The tasks:
(1) Answer these questions using the pronghorn hunting post:
(a) Which state is the poster a resident of?
(b) What rifle model do the poster and the poster's father collect?
(c) What kind of hunting has the poster done with friends for the past few years?
(2) Print the pronghorn hunting post from "# Prong horn" to "a decent one.".

Excerpted passage:
# Prong horn advice



## muzzynat

Hi everyone, I'm a MN res, but I have friends along the ND Montana Border who I've gone prairie dogging with for the past few years. While out there I've grown fascinated by the prong horns. They told me this year that if I get a license they'd love to let me come hunt during season. I'm an avid hunter, and consider myself a pretty decent shot, but I don't want to look like a total rookie. I'll warn you, some of these questions are total newbie material.

What's considered a good prong horn? is it basically a mass thing? I'd be happy just getting one, it might be once in a lifetime for me, but I'd rather try take a decent one.

What's a good caliber? My father and I collect Remington 760's so I have the following calibers available, and I'm comfortable shooting any of them-
30-06
300 savage
270
257 roberts
.244 (6mm)

What power scope should I use?

What distance should I be prepared to shoot?

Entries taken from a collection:
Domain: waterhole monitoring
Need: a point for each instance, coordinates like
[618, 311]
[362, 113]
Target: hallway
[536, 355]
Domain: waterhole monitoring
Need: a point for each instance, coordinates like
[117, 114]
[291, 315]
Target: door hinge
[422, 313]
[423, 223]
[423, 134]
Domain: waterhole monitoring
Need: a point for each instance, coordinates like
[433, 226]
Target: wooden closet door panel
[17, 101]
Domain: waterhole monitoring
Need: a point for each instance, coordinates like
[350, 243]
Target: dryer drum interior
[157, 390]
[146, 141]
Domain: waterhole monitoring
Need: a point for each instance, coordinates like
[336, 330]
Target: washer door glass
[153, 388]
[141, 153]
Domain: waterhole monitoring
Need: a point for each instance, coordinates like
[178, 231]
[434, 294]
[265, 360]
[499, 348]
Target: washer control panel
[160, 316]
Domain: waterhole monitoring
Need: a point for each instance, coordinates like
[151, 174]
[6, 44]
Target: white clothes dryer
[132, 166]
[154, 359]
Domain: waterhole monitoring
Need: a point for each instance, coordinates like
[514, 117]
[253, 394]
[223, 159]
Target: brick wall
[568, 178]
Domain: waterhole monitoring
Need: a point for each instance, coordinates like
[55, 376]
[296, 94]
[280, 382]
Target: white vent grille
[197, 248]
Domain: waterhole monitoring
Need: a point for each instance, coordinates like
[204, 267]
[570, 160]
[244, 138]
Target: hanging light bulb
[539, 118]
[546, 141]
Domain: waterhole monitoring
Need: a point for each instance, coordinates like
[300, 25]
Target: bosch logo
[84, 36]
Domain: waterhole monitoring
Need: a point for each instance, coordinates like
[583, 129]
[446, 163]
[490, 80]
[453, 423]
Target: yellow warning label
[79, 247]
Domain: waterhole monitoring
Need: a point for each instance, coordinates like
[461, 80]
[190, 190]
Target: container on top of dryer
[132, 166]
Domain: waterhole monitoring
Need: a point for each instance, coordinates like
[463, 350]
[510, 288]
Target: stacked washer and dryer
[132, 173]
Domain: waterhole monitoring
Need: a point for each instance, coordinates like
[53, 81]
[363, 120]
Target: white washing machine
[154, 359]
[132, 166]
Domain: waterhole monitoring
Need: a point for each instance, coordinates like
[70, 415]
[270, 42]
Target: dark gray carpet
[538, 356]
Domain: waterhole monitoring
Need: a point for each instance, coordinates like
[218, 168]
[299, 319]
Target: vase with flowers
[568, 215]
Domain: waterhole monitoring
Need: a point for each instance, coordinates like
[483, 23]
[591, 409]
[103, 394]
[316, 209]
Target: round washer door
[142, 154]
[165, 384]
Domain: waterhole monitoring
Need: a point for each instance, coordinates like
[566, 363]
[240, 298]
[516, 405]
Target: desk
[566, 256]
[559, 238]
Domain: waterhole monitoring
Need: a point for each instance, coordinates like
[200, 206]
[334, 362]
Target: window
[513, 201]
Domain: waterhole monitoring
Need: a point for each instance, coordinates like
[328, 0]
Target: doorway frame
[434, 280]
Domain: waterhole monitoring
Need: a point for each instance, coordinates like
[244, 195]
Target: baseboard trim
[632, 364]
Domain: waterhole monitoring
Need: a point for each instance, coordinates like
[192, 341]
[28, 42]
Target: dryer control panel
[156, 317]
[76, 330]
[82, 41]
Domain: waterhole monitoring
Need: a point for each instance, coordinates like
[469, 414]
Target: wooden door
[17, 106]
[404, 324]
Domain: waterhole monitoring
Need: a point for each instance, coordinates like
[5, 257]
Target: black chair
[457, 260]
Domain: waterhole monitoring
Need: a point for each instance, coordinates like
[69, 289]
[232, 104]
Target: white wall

Answer list:
(1)
(a) Minnesota (MN)
(b) The Remington 760
(c) Prairie dogging

(2)
# Prong horn advice



## muzzynat

Hi everyone, I'm a MN res, but I have friends along the ND Montana Border who I've gone prairie dogging with for the past few years. While out there I've grown fascinated by the prong horns. They told me this year that if I get a license they'd love to let me come hunt during season. I'm an avid hunter, and consider myself a pretty decent shot, but I don't want to look like a total rookie. I'll warn you, some of these questions are total newbie material.

What's considered a good prong horn? is it basically a mass thing? I'd be happy just getting one, it might be once in a lifetime for me, but I'd rather try take a decent one.